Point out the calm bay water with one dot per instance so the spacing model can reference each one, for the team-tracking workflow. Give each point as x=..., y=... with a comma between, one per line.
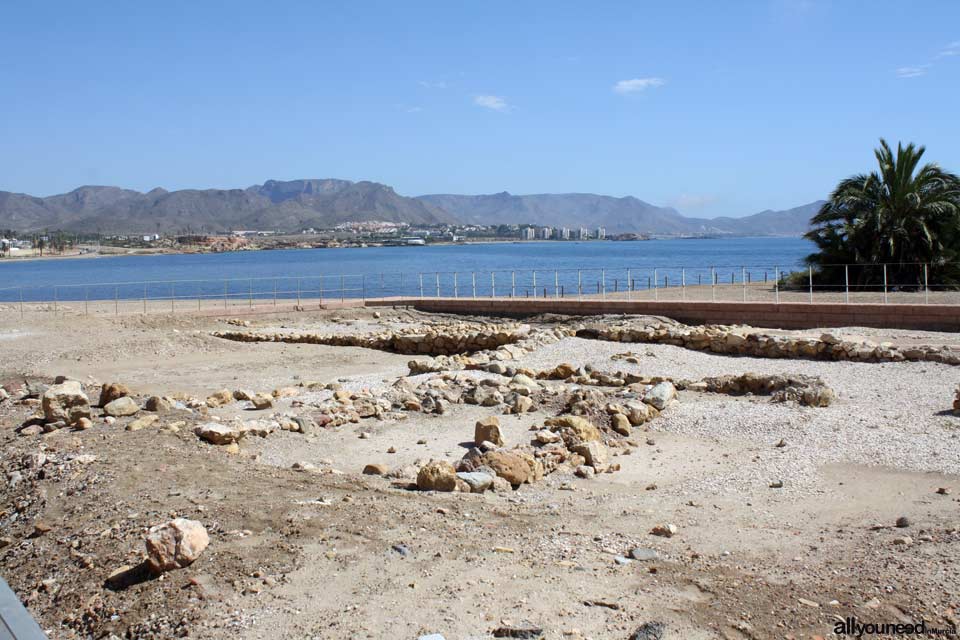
x=397, y=270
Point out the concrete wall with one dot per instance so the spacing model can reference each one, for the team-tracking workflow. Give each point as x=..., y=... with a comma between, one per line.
x=760, y=314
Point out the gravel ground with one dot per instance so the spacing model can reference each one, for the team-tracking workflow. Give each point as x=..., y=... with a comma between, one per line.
x=887, y=414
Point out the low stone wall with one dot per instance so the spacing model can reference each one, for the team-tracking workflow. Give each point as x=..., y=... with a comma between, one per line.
x=788, y=315
x=742, y=341
x=445, y=340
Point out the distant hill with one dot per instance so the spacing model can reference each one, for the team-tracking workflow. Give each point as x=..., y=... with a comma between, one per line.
x=617, y=215
x=297, y=204
x=286, y=206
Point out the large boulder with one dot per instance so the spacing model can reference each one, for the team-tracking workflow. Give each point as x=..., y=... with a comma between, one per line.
x=217, y=433
x=66, y=402
x=437, y=475
x=661, y=395
x=574, y=429
x=508, y=465
x=220, y=398
x=478, y=481
x=123, y=406
x=112, y=391
x=594, y=453
x=175, y=544
x=488, y=430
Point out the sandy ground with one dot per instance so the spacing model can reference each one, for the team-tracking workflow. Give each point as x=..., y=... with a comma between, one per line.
x=341, y=555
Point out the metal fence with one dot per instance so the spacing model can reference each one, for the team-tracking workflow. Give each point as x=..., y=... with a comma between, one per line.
x=855, y=283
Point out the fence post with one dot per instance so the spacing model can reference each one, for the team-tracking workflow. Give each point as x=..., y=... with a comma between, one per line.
x=884, y=283
x=846, y=283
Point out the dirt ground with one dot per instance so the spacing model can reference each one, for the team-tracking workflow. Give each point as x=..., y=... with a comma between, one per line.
x=338, y=554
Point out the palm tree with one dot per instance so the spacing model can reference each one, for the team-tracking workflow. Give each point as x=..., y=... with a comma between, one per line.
x=899, y=215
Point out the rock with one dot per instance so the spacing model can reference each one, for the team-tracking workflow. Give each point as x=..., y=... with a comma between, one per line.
x=640, y=412
x=507, y=465
x=488, y=430
x=66, y=402
x=664, y=530
x=643, y=554
x=262, y=401
x=175, y=544
x=478, y=481
x=661, y=395
x=376, y=470
x=584, y=471
x=522, y=404
x=574, y=429
x=545, y=436
x=527, y=632
x=158, y=404
x=438, y=475
x=220, y=398
x=649, y=631
x=112, y=391
x=594, y=453
x=140, y=423
x=124, y=406
x=620, y=423
x=217, y=433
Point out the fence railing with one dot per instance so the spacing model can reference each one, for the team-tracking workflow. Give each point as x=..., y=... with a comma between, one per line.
x=860, y=283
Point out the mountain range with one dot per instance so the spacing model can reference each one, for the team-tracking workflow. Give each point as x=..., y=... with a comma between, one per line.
x=298, y=204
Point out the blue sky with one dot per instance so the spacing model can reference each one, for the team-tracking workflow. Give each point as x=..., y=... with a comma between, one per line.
x=716, y=108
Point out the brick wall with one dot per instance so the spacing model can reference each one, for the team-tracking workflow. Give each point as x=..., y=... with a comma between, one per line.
x=761, y=314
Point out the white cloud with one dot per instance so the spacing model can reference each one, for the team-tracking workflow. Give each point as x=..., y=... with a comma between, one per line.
x=638, y=84
x=491, y=102
x=912, y=72
x=952, y=49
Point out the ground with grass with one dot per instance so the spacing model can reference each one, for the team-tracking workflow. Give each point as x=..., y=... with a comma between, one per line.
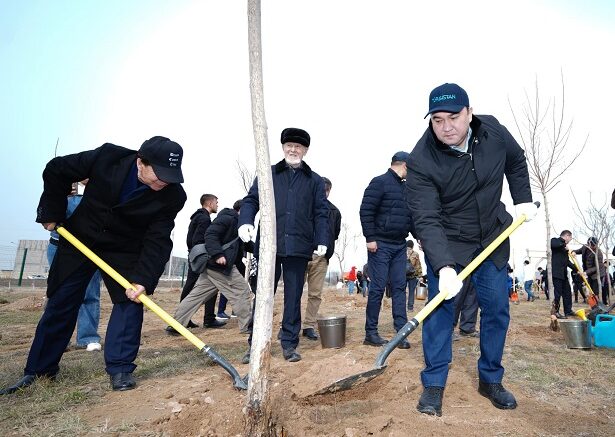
x=180, y=392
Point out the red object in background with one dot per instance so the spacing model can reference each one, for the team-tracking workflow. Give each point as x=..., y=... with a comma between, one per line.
x=351, y=275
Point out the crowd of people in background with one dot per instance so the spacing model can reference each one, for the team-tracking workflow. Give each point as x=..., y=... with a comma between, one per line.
x=445, y=194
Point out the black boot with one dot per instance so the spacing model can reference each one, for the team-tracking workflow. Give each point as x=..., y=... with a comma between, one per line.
x=498, y=395
x=431, y=401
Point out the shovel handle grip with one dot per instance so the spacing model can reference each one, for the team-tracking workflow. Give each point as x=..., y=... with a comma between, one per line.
x=438, y=298
x=151, y=305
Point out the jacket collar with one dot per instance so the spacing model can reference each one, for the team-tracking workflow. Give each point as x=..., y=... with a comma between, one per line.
x=281, y=166
x=395, y=175
x=477, y=132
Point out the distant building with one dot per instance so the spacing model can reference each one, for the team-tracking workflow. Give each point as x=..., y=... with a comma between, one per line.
x=32, y=257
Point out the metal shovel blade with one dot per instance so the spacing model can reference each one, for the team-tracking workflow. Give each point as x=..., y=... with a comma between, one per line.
x=351, y=381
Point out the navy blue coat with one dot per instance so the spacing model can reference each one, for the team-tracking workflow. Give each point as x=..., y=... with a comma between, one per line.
x=132, y=236
x=301, y=210
x=335, y=227
x=385, y=214
x=455, y=196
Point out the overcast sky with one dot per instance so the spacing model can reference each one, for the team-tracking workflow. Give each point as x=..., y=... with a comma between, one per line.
x=355, y=74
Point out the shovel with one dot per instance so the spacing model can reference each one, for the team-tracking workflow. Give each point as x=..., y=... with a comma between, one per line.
x=238, y=382
x=408, y=328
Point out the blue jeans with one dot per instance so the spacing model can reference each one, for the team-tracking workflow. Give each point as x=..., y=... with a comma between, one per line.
x=411, y=286
x=364, y=285
x=528, y=289
x=490, y=285
x=386, y=265
x=89, y=311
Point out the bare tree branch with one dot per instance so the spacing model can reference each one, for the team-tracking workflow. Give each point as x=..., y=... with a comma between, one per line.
x=546, y=148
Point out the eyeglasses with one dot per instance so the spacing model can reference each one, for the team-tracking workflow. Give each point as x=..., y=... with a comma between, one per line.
x=293, y=146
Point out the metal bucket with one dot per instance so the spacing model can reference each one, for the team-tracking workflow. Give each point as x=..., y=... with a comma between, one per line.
x=421, y=292
x=332, y=331
x=577, y=333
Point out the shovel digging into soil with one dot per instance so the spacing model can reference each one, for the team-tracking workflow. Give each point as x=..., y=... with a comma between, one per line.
x=380, y=366
x=238, y=382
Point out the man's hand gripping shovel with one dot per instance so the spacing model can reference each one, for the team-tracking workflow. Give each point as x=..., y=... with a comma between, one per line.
x=238, y=382
x=408, y=328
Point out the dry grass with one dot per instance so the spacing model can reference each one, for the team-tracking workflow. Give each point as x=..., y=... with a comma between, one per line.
x=534, y=356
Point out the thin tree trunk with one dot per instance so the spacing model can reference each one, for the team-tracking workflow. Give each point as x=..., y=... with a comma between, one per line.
x=599, y=280
x=549, y=253
x=258, y=409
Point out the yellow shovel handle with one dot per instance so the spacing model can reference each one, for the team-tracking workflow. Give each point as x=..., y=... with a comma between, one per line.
x=439, y=298
x=572, y=256
x=127, y=285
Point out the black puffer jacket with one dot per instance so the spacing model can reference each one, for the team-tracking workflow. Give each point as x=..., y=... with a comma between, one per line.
x=221, y=231
x=335, y=226
x=455, y=196
x=385, y=214
x=199, y=220
x=560, y=261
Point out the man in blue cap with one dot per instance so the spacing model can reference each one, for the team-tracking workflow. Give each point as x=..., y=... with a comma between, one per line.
x=455, y=184
x=386, y=222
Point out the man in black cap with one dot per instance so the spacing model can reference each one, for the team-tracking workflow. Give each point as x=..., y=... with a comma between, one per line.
x=386, y=221
x=455, y=185
x=302, y=228
x=125, y=217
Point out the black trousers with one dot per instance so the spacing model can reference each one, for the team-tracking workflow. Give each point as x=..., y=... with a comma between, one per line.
x=562, y=288
x=209, y=306
x=58, y=322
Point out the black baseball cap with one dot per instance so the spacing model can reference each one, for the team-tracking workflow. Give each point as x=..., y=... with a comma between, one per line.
x=165, y=157
x=400, y=157
x=448, y=97
x=294, y=135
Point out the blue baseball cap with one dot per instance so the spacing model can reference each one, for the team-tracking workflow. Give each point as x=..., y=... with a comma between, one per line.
x=448, y=97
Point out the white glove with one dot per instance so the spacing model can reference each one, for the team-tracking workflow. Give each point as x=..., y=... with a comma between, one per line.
x=449, y=282
x=321, y=250
x=529, y=209
x=246, y=232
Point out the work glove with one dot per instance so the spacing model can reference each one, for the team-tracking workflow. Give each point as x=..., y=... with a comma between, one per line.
x=529, y=209
x=320, y=250
x=246, y=232
x=449, y=282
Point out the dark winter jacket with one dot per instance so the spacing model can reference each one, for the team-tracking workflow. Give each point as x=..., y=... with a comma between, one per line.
x=132, y=236
x=385, y=214
x=591, y=269
x=221, y=231
x=301, y=210
x=560, y=261
x=335, y=226
x=455, y=196
x=199, y=221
⁂
WORK ITEM:
Reply with exactly the lines above from the one that contains "Point out the blue baseball" through the final line of the material, and with nothing else.

RESULT FOR THIS TASK:
Point out the blue baseball cap with one dot per instance so the spacing model can reference each one, for the team-tracking workflow. Give each point as x=..., y=... with a comma between, one per line.
x=448, y=97
Point out the white glove with one dot per instance so the spacing model can reference each one, for the team-tracking workflow. Give each point as x=..., y=... with a comma between, one per line.
x=449, y=282
x=321, y=250
x=529, y=209
x=246, y=232
Point out the work glove with one dot per instance so the spacing model can reference each one, for the team-tracking workflow. Give each point as x=..., y=... with a comma between, one per line.
x=529, y=209
x=320, y=250
x=246, y=232
x=449, y=282
Point out the dark winter jacket with one dot per instance so the spacing model can reference each one, for the team-tracking workflow. Give each point as x=..., y=... with a comma between, one per line.
x=132, y=236
x=385, y=214
x=591, y=269
x=221, y=231
x=301, y=210
x=560, y=261
x=335, y=226
x=455, y=196
x=199, y=221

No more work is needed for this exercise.